*Task statement*.
Pull out every line of the items that contains the word "hair", matching its case exactly.

# START OF Task inputs

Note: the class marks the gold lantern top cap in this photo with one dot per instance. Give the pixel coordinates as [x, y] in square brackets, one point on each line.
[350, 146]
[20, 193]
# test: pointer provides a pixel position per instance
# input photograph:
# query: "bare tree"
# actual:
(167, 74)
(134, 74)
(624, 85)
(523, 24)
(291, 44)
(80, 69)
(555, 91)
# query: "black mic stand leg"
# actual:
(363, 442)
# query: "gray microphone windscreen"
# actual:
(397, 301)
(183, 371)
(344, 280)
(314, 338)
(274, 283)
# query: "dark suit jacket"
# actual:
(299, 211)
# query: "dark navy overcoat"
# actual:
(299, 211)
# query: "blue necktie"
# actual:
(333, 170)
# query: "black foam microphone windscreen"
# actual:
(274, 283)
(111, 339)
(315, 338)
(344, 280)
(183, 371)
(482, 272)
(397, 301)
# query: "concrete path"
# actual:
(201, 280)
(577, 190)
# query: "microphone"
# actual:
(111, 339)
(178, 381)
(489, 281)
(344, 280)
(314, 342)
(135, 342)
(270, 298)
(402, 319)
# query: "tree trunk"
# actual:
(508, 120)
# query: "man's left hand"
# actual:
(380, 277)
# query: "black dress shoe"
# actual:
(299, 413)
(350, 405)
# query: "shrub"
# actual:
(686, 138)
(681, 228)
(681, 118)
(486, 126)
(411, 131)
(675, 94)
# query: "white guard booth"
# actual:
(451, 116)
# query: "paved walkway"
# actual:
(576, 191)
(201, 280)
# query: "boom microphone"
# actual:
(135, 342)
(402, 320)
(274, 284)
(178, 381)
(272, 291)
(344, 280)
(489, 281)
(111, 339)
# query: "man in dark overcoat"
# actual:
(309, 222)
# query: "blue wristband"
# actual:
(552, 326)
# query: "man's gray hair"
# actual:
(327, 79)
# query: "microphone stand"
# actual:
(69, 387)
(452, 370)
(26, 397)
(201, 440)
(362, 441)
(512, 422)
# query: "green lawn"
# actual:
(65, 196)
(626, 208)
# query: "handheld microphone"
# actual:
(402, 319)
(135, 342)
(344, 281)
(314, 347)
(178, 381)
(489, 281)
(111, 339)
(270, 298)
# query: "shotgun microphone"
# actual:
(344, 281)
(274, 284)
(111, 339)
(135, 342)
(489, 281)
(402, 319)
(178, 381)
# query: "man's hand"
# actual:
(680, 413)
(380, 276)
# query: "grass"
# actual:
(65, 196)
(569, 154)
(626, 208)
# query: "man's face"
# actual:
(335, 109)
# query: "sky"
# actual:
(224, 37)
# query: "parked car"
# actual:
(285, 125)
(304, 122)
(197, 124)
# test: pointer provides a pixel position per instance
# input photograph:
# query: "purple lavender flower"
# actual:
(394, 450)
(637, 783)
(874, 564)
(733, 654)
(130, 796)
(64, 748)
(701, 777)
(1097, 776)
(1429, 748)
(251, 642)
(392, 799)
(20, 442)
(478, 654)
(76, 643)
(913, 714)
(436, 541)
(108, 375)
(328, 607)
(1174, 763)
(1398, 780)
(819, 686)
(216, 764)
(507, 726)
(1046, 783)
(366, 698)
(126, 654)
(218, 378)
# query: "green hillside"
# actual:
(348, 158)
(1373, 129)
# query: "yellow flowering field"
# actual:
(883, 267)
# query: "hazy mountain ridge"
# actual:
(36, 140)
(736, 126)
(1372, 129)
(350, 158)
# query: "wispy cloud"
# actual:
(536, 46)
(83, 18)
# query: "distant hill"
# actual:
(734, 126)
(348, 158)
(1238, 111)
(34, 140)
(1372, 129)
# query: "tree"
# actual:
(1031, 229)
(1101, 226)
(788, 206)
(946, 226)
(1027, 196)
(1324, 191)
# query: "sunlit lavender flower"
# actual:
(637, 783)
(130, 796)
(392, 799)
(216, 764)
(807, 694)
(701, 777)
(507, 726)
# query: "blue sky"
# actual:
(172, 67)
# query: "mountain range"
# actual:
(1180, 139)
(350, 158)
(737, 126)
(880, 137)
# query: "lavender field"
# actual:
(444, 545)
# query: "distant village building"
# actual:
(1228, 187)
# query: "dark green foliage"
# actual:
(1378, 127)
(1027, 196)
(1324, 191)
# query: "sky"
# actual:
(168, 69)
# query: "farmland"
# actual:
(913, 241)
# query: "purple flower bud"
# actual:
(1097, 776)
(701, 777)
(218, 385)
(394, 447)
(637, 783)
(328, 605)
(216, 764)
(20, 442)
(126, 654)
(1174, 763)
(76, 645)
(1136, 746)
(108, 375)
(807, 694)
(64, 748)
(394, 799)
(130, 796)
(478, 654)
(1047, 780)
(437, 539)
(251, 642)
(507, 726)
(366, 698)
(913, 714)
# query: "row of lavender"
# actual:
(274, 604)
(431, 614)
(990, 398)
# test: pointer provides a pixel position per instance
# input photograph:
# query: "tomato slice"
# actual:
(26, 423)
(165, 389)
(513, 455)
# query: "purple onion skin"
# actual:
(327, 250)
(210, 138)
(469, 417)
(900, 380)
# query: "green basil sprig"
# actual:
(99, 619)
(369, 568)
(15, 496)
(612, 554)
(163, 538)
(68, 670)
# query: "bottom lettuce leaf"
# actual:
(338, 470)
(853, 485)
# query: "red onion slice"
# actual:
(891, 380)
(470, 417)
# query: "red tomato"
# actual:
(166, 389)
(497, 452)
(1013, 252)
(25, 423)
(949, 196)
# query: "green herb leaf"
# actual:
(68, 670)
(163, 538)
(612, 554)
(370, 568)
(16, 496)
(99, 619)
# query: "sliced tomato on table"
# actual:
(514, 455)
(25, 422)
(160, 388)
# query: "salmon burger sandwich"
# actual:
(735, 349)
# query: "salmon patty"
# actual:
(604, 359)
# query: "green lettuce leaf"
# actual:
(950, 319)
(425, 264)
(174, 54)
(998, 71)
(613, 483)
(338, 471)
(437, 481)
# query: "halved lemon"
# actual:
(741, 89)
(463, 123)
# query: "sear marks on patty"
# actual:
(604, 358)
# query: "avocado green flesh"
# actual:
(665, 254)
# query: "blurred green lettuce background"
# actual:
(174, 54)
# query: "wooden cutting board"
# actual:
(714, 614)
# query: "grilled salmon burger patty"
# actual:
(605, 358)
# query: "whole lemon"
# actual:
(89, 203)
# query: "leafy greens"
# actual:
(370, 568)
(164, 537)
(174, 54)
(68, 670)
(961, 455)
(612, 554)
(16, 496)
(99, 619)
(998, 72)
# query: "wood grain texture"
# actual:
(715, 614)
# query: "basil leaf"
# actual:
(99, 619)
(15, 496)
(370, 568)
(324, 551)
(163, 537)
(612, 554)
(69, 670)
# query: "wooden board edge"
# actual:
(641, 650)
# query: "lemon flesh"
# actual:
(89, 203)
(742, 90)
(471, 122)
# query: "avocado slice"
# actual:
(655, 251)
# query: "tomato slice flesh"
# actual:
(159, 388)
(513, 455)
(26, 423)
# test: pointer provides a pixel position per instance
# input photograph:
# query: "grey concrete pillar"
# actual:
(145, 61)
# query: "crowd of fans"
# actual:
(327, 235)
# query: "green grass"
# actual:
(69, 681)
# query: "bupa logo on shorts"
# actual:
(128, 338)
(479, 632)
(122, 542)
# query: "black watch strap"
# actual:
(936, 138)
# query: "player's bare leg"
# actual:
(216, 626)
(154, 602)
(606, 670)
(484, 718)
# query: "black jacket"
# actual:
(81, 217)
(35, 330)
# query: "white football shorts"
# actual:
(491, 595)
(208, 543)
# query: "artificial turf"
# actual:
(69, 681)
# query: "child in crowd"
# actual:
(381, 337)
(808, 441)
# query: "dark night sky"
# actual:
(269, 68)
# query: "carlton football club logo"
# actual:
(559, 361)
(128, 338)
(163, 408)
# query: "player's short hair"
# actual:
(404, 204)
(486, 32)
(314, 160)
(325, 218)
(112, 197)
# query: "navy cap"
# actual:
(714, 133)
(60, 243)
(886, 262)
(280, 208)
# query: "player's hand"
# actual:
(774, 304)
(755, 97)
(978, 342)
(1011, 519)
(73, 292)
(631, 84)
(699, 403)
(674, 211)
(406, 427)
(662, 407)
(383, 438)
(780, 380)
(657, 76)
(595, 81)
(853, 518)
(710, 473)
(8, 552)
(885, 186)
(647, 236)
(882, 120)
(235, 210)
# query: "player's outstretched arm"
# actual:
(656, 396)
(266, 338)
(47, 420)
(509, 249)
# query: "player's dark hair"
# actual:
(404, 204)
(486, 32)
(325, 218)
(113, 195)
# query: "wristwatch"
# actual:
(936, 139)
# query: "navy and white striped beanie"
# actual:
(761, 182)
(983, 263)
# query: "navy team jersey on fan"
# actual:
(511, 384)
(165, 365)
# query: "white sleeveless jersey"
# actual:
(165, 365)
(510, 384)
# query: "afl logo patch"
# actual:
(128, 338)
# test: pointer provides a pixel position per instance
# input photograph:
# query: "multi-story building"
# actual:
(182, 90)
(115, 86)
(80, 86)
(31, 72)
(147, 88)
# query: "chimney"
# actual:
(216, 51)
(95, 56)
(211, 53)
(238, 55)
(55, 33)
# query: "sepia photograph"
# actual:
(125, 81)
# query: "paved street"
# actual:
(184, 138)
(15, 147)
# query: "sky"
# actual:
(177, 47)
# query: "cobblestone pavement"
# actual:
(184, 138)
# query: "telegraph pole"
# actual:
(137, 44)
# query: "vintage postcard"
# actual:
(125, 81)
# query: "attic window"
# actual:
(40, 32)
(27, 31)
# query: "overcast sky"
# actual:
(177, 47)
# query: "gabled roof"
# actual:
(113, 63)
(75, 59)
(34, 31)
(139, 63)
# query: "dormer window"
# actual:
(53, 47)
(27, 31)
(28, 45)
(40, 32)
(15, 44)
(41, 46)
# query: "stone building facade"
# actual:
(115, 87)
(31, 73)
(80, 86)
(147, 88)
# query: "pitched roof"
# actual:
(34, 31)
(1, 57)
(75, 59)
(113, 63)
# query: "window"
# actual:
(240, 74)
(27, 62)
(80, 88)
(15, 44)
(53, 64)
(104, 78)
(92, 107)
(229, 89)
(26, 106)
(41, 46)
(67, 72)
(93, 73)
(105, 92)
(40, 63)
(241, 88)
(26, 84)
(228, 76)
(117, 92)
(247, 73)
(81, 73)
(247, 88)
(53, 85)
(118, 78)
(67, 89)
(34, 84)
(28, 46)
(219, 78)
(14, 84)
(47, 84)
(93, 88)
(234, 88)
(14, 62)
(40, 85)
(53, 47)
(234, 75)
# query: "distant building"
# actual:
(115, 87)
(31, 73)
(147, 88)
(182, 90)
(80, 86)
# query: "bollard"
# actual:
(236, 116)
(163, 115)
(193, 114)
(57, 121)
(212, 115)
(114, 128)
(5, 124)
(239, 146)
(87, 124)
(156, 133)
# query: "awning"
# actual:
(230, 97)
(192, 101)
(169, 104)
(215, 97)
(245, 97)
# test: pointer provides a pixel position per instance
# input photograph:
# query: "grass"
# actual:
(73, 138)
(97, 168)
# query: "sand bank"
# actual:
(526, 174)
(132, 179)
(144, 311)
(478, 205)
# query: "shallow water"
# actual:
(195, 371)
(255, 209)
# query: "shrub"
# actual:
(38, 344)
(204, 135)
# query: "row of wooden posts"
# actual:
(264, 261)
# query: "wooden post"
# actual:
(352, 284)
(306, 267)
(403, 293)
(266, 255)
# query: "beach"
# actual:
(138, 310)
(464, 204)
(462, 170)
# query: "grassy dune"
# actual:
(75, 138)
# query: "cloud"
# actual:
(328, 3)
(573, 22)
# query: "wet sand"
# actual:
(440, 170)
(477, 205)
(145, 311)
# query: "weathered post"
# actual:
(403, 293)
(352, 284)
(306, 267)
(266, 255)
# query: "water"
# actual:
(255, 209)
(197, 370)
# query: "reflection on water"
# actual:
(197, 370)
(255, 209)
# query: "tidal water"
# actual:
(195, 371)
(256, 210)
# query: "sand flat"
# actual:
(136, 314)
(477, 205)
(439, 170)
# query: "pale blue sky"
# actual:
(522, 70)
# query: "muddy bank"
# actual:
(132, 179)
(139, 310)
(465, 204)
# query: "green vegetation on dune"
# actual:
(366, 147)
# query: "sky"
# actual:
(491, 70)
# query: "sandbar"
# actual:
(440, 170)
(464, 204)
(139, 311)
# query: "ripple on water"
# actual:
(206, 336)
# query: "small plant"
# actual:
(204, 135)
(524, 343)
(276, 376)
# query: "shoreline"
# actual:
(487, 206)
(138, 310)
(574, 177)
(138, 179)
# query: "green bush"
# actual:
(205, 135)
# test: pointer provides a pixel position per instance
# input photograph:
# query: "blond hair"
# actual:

# END OF Task inputs

*Task output*.
# query: "man's gray hair"
# query: "player's short hair"
# query: "player's dark hair"
# query: "blond hair"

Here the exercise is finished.